▶ _WHAT IS ASKED_
Word for word, retype every entry in the listing.

Items from a data source
- - - - -

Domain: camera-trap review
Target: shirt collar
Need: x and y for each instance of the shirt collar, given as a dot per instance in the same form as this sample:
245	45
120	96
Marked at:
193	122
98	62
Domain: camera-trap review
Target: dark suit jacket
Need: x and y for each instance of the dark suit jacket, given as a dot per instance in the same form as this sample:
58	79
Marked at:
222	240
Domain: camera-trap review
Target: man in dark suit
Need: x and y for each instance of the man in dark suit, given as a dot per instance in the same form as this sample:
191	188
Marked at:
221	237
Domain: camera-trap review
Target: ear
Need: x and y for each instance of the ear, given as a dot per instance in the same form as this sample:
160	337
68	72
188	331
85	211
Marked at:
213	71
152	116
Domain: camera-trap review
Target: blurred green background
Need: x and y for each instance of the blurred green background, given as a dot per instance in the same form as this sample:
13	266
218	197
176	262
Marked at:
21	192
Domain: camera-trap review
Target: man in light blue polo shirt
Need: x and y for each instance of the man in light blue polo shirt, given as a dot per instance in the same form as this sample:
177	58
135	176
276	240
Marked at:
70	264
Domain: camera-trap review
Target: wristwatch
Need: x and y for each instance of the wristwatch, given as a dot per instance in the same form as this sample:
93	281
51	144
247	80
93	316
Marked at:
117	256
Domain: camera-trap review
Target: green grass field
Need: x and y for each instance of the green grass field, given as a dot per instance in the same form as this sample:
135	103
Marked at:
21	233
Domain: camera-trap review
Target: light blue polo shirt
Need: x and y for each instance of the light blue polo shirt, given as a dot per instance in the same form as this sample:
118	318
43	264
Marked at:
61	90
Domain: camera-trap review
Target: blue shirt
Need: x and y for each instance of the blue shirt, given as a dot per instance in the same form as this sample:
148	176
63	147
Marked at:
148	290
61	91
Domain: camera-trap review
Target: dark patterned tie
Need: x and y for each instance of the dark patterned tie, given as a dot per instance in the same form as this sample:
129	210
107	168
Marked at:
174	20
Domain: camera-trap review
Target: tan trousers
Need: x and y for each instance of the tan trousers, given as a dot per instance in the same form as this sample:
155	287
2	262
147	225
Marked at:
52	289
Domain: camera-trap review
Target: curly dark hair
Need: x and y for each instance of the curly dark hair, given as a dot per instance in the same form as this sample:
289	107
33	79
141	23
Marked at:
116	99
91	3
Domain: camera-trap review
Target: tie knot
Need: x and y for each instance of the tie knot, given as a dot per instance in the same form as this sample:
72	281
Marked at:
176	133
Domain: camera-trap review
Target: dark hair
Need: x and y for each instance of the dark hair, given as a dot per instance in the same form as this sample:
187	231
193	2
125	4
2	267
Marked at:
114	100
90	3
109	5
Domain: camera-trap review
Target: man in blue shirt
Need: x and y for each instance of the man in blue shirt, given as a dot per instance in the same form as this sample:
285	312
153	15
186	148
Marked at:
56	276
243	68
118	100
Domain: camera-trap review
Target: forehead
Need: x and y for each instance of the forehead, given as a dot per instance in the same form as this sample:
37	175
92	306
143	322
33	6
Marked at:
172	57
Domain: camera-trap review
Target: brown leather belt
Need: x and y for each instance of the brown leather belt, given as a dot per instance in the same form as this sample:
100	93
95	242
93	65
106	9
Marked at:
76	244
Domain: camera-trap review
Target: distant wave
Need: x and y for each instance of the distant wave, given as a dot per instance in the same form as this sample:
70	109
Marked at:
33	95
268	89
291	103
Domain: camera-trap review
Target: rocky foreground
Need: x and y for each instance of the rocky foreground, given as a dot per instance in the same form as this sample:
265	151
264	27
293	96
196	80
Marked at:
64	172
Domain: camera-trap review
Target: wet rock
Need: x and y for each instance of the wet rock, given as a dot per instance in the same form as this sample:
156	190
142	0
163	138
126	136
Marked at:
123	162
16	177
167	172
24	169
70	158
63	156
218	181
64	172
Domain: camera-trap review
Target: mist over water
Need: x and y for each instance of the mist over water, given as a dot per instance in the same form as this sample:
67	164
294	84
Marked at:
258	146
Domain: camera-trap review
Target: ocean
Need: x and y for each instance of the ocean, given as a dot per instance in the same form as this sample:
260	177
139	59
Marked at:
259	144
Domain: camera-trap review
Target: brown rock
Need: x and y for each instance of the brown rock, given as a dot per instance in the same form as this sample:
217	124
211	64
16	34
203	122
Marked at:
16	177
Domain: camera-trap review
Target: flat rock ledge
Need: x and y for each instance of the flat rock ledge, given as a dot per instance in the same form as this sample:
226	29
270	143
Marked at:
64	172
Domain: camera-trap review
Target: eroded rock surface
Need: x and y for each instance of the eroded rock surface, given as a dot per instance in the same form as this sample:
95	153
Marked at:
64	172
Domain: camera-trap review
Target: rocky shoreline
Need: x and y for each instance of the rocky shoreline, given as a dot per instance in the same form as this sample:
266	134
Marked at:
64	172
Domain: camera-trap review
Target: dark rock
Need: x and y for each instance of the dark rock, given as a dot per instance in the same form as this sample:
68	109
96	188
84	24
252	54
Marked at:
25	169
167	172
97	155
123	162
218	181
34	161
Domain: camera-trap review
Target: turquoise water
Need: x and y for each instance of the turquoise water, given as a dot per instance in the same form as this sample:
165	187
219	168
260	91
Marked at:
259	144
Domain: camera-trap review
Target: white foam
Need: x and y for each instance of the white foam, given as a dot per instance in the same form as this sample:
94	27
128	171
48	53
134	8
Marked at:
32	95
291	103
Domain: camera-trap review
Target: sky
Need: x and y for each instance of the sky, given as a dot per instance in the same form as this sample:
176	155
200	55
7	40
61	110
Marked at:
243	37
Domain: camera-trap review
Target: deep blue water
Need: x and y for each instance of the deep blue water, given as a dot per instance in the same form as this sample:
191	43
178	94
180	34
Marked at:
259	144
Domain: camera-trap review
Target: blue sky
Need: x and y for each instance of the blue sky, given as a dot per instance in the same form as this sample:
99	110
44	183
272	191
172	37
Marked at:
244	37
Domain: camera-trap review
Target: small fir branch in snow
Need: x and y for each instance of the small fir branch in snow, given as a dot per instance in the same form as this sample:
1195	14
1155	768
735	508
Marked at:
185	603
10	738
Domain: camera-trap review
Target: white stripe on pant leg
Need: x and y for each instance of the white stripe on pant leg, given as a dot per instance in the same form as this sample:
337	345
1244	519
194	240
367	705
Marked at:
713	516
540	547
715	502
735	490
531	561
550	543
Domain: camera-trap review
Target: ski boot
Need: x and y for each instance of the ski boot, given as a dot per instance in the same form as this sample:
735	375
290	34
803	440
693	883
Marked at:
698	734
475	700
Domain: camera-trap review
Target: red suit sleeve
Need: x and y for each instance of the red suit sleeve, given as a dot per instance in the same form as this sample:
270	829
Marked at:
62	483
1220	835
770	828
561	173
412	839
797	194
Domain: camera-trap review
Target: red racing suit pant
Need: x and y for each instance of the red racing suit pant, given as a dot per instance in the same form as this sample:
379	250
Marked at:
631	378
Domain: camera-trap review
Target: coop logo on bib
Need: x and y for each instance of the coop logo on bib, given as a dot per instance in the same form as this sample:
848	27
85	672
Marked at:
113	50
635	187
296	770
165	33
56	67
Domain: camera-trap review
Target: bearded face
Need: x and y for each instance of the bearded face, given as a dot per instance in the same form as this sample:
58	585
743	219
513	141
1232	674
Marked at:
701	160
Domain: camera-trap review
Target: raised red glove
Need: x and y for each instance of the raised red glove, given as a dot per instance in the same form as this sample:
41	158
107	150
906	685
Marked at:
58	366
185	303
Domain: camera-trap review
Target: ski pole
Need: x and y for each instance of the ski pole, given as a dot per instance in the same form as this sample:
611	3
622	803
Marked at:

- - - - -

▶ _RIGHT ANSWER_
Domain: camera-trap review
Target: shirt collar
Need: x and y for each instance of the shirt collar, given as a dot per instance in the same form as this sample:
245	45
120	96
Marked at:
193	122
98	62
Domain: camera-trap review
Target: dark suit jacket
Need: x and y for each instance of the dark suit jacket, given as a dot per instance in the same form as this sample:
58	79
Marked at:
222	240
Domain: camera-trap review
Target: man in dark suit
Need: x and y for each instance of the man in dark suit, given as a dot per instance in the same form as this sample:
191	188
Marked at:
221	237
Domain: camera-trap review
Target: ear
Need: x and y for each instance of the ear, given as a dot per instance in the same form as this sample:
160	337
68	72
188	331
85	211
Marked at:
213	71
152	116
Domain: camera-trap review
Target: blurred green background
Need: x and y for each instance of the blurred green background, given as a dot per instance in the same form as this sample:
13	266
218	197
176	262
Marked at:
21	192
Domain: camera-trap review
Target: man in light blue polo shirt
Need: x and y for each instance of the man in light blue polo shirt, given as a dot per instance in the same form as this sample:
177	58
135	176
276	240
Marked at:
70	264
Domain: camera-trap review
Target: wristwatch
Need: x and y for each instance of the wristwatch, given as a dot per instance in the same form as this sample:
93	281
51	144
247	80
93	316
Marked at:
117	256
Domain: camera-trap review
Target: green grass field
Need: x and y for each instance of the green grass field, given as a dot per instance in the same form as this sample:
135	103
Marked at:
21	233
Domain: camera-trap review
Target: light blue polo shirt
Need: x and y for each instance of the light blue polo shirt, given as a dot per instance in the same form as this sample:
118	318
43	264
Marked at:
61	90
Domain: camera-trap review
Target: blue shirt
Need: x and y for each instance of the blue shirt, given as a dot per instance in the same form as this sample:
148	176
63	147
Marked at:
148	290
61	91
Domain: camera-trap review
Target: dark patterned tie
Need: x and y for each instance of the dark patterned tie, given as a dot per instance in the same form as this sample:
129	210
107	168
Marked at:
174	20
Domain: camera-trap review
Target: tan trousers
Need: x and y for each instance of the tan trousers, given as a dot per instance in the same form as this sample:
155	287
2	262
147	225
Marked at:
52	289
Domain: camera-trap review
Target: curly dark hair
Need: x and y for each instance of the curly dark hair, given as a dot per instance in the same form as this sample:
289	107
33	79
141	23
Marked at:
116	99
91	3
Domain: camera-trap review
Target: tie knot
Need: x and y for each instance of the tie knot, given as a dot per instance in the same form as this sample:
72	281
Marked at:
176	133
Domain: camera-trap review
Target: dark hair
Need: x and y for each instance of the dark hair, given as a dot per instance in the same form as this sample:
187	231
193	2
125	4
2	267
Marked at:
114	100
90	3
109	5
Domain: camera-trap review
Target: man in blue shirt
Need: x and y for each instance of the man in blue shirt, given as a dot per instance in the same form as this sample:
285	312
153	15
186	148
Marked at:
56	276
243	68
118	100
Domain: camera-trap review
Target: forehead
Need: x and y for each instance of the forehead, given as a dot per instance in the same form as this sample:
37	175
92	306
143	322
33	6
Marked at:
172	57
Domain: camera-trap review
Target: brown leather belt
Need: x and y for each instance of the brown leather belt, given as a dot per instance in the same form as this sample:
100	93
95	242
93	65
106	9
Marked at:
76	244
Domain: camera-trap review
Target: distant wave
Need: x and y for each instance of the distant wave, given as a dot per instance in the same form as this sample:
70	109
Marked at:
33	95
268	89
291	103
Domain: camera-trap review
Target: rocky foreground
Need: x and y for each instance of the rocky foreground, given as a dot per instance in the same form as this sample:
265	151
264	27
293	96
196	80
Marked at:
64	172
Domain: camera-trap review
Target: wet rock
Need: x and y for each instance of the wet rock, given as a dot per instance in the same form as this sample:
156	190
142	0
163	138
126	136
Marked at:
123	162
16	177
167	172
24	169
70	158
63	156
218	181
64	172
Domain: camera-trap review
Target: mist over water
Need: x and y for each instance of the mist over water, given as a dot per instance in the same form as this sample:
67	164
294	84
Marked at:
258	146
Domain: camera-trap review
Target: ocean
Need: x and y for each instance of the ocean, given as a dot per instance in the same form as this sample:
260	177
139	59
Marked at:
259	144
Domain: camera-trap review
Target: brown rock
Need: x and y for each instance of the brown rock, given as a dot per instance in the same form as this sample:
217	124
211	64
16	34
203	122
Marked at:
16	177
Domain: camera-trap review
Target: flat rock ledge
Need: x and y for each instance of the flat rock ledge, given as a dot per instance in the same form as this sample:
226	29
270	143
Marked at:
64	172
Domain: camera-trap review
Target: eroded rock surface
Need: x and y for each instance of the eroded rock surface, given as a dot per instance in the same form as this sample:
95	153
Marked at:
64	172
Domain: camera-trap review
Target: rocky shoreline
Need: x and y for each instance of the rocky shoreline, given as a dot per instance in the same form as this sample:
266	134
Marked at:
64	172
Domain: camera-trap review
Target: dark rock
Need: x and y for each instance of the dark rock, given as a dot per instance in the same form as this sample:
68	109
96	188
84	24
252	54
Marked at:
25	169
167	172
97	155
123	162
218	181
34	161
Domain: camera-trap review
Target: turquoise water
Need: x and y for each instance of the turquoise water, given as a dot per instance in the same form as this sample:
165	187
219	168
260	91
Marked at:
259	144
Domain: camera-trap review
Target: white foam
Need: x and y for each instance of the white foam, given as a dot per instance in the same form as this sample:
94	27
128	171
48	53
134	8
Marked at:
32	95
291	103
Domain: camera-trap review
Target: sky
Need: x and y for each instance of the sky, given as a dot per instance in the same form as this sample:
176	155
200	55
7	40
61	110
Marked at:
243	37
Domain: camera-trap review
Target: deep blue water
Need: x and y for each instance of the deep blue water, given as a dot per instance in the same form as this sample:
191	43
178	94
180	34
Marked at:
259	144
Domain: camera-trap review
Target: blue sky
Need: x and y for each instance of the blue sky, given as a dot per instance in the same form as this sample:
99	110
44	183
272	191
172	37
Marked at:
244	37
Domain: camera-trap review
Target: small fir branch in snow
Need: x and y for each instance of the small fir branch in snow, given as a dot per instance in the same form as this sample:
1195	14
1155	768
735	508
Marked at:
185	603
10	738
Domain: camera-trap review
Target: white stripe on pant leg
Need: x and y for each instance of the white stripe on pant leg, given as a dot per instance in the same form as this sample:
337	345
1244	519
194	240
367	705
Marked at:
713	516
540	547
715	502
735	490
531	561
550	543
Domain: camera-trap review
Target: ski boot
Need: x and y for each instance of the ski boot, given as a dot per instance in the same form as this sample:
735	375
290	34
803	440
693	883
Marked at:
698	734
475	700
Domain: camera-trap review
Target: red suit sleeve
Need: x and y for each instance of the red suit sleeve, given as a dot per instance in the same form as this sample:
270	829
Marked at:
62	483
1220	835
770	828
561	173
412	839
797	194
Domain: camera-trap review
Target: red racing suit pant
Need: x and y for each instance of the red racing suit pant, given as a dot per instance in the same form as this sample:
379	250
Marked at:
631	378
Domain: camera-trap review
Target: coop logo on bib
Need: x and y for each instance of the coop logo on bib, given as a dot per instance in the same form as this sample:
848	27
85	672
Marked at:
113	50
635	187
296	770
165	33
56	67
Domain: camera-trap review
Target: bearded face
Need: x and y for each instance of the bearded face, given as a dot per instance in the same form as this sample:
58	585
743	219
513	141
1232	674
Marked at:
701	160
Domain: camera-trap review
Target: raised red glove
Need: x and y for each instance of the raised red glove, given as a dot per instance in the same form as this sample:
41	158
107	150
906	685
Marked at:
58	366
185	303
Domain: camera-trap review
Target: ski pole
Need: x and y for each instance of the ski pole, given as a dot per instance in the same form as this sample:
611	3
622	803
Marked at:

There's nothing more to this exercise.